▸ **YOUR TASK**: Count the lines in the entries below that contain the string "wall", treating uppercase and lowercase letters as distinct. Reply with the number alone.

▸ **INPUT DATA**:

● ● ● ● ● ● ●

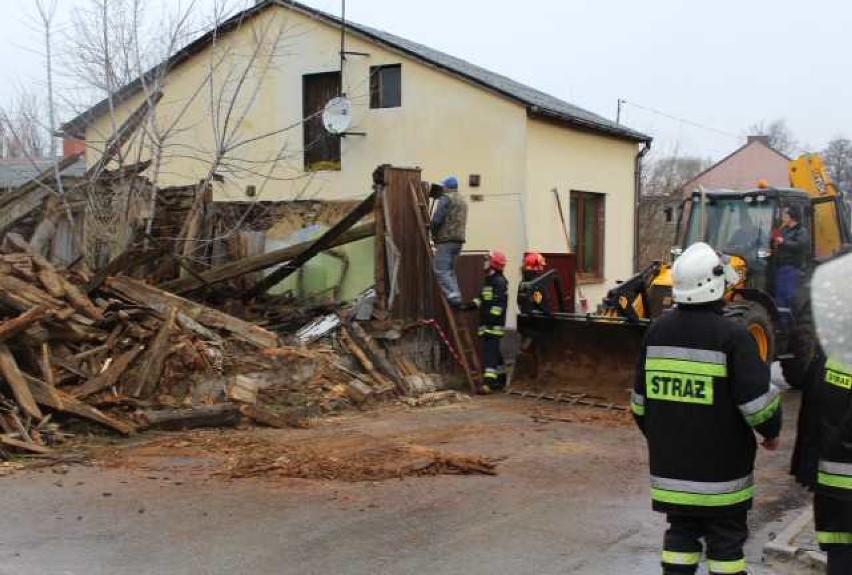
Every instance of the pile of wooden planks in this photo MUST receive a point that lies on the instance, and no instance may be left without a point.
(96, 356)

● ● ● ● ● ● ●

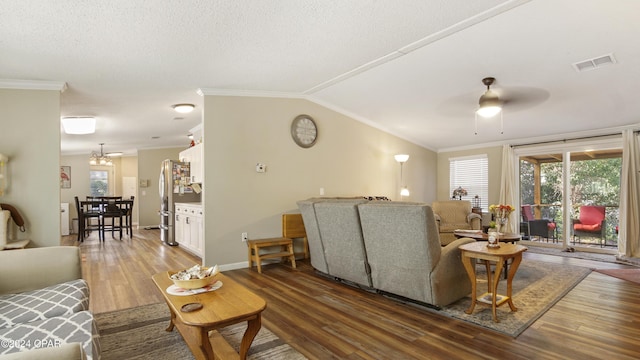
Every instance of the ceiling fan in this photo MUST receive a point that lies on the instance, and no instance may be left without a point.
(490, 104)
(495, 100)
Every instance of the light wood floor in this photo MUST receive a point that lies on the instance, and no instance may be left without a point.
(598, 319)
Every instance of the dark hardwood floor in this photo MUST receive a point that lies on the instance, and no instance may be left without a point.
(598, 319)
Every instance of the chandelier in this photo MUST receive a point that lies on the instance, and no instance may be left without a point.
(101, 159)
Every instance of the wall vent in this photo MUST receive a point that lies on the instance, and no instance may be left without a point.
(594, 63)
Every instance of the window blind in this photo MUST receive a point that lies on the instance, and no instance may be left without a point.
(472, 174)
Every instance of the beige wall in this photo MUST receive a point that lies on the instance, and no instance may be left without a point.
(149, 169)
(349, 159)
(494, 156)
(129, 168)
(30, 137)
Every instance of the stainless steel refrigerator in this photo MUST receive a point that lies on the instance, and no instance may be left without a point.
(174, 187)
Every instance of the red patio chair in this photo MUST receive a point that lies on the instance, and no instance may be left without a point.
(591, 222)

● ● ● ● ● ● ●

▸ **OUTPUT BELOW**: 2